**Task description**
Extend the commentary on the novel Patience and Sarah, starting right after its final sentence.

Many readers have felt the story leaves off where it ought to be beginning. Yet given the time when it was written and the era it is written about, Place must concern itself less with a life together than with the need to find—or make—a safe space in which this life can unfold. For this reason, the original title is more accurate than the sanitized, isolating Patience and Sarah, under which McGraw-Hill published the work in 1972 and as it is generally known today. The original title defies stereotype, Us implying a community, if only a community of two, rather than solitary individuals.

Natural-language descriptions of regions
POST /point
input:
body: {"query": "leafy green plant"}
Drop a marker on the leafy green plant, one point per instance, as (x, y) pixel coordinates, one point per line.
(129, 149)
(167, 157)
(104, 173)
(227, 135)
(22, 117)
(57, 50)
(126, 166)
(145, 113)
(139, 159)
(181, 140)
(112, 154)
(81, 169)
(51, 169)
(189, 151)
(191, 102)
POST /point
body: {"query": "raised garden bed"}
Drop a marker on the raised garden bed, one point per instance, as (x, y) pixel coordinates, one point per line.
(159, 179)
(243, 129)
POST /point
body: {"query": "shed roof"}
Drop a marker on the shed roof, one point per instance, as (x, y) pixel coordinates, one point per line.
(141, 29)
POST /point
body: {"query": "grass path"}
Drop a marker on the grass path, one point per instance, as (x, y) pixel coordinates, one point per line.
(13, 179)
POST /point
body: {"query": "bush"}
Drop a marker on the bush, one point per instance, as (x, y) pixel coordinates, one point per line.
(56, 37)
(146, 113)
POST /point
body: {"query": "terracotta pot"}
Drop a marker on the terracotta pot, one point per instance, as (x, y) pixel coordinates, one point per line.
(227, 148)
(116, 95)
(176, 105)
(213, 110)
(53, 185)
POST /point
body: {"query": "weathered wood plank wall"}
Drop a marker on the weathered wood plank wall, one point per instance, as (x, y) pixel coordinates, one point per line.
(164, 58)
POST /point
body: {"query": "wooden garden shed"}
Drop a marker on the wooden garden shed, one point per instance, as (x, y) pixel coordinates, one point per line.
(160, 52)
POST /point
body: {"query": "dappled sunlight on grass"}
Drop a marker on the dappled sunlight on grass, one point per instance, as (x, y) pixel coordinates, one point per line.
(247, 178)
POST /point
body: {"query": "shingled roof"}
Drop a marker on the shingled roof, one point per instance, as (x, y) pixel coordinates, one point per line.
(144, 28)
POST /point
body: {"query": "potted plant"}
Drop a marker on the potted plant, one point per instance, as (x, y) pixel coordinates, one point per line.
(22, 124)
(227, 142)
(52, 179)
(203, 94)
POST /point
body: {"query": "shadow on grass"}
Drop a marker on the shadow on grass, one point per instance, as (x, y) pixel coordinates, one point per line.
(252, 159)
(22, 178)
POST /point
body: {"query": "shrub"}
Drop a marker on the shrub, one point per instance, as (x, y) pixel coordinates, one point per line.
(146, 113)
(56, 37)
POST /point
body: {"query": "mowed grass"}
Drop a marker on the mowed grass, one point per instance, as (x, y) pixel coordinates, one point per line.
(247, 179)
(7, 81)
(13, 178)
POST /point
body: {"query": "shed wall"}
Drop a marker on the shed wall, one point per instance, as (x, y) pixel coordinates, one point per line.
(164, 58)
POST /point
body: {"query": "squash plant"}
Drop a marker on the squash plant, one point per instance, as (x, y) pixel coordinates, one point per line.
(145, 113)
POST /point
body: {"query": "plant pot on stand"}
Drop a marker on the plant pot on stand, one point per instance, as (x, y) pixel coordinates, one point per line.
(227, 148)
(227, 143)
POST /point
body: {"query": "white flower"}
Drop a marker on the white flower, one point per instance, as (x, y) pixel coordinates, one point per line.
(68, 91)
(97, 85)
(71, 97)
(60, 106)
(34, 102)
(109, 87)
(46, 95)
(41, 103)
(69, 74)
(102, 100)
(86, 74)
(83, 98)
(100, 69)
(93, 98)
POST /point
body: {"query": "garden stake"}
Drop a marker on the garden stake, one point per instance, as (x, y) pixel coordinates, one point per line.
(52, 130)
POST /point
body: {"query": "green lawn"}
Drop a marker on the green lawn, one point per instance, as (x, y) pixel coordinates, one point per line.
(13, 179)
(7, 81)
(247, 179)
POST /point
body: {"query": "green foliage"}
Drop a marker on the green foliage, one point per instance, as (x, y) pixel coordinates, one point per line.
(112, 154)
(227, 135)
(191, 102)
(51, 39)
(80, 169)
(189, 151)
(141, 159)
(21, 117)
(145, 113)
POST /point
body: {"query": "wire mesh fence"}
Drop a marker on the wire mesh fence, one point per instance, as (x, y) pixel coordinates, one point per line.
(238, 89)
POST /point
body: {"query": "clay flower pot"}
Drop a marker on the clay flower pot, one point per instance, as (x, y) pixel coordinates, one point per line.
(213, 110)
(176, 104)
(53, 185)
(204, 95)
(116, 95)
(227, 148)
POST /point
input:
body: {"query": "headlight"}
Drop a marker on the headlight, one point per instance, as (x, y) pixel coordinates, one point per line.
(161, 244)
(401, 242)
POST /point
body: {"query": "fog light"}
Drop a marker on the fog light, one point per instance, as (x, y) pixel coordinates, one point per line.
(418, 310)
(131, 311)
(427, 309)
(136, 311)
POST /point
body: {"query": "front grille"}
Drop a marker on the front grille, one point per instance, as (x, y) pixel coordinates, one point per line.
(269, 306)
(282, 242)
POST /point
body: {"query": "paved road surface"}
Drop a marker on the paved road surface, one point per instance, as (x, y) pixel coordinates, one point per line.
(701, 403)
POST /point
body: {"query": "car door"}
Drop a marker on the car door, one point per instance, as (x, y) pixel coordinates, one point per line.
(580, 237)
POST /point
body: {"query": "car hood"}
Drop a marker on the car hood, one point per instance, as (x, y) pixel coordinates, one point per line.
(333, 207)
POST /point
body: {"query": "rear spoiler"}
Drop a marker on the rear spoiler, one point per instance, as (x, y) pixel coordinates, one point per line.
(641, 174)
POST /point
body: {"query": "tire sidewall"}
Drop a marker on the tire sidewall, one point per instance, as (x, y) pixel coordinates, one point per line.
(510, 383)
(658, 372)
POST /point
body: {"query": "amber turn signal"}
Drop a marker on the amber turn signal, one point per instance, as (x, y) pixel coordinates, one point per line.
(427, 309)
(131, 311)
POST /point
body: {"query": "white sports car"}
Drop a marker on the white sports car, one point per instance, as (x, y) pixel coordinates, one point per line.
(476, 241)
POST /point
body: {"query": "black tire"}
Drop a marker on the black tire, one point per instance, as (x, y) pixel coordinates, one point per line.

**Response to the task**
Routsong also refused to typecast her lesbian protagonists. Their identities are complex, as is their relationship. Sarah is more overtly masculine and Patience is more overtly feminine. Read carefully, however, this is not simply "butch/femme" role playing. The women need Sarah's "masculine" skills—the tasks she learned as a "boy"—in order to survive on their own. They also need Patience's "feminine" wiles to survive when dealing with the straight world. Within their relationship they value and desire each other as women. As they do not internalize preconceived roles, nor deliberately rebel against them, they must negotiate their identities and their relationship.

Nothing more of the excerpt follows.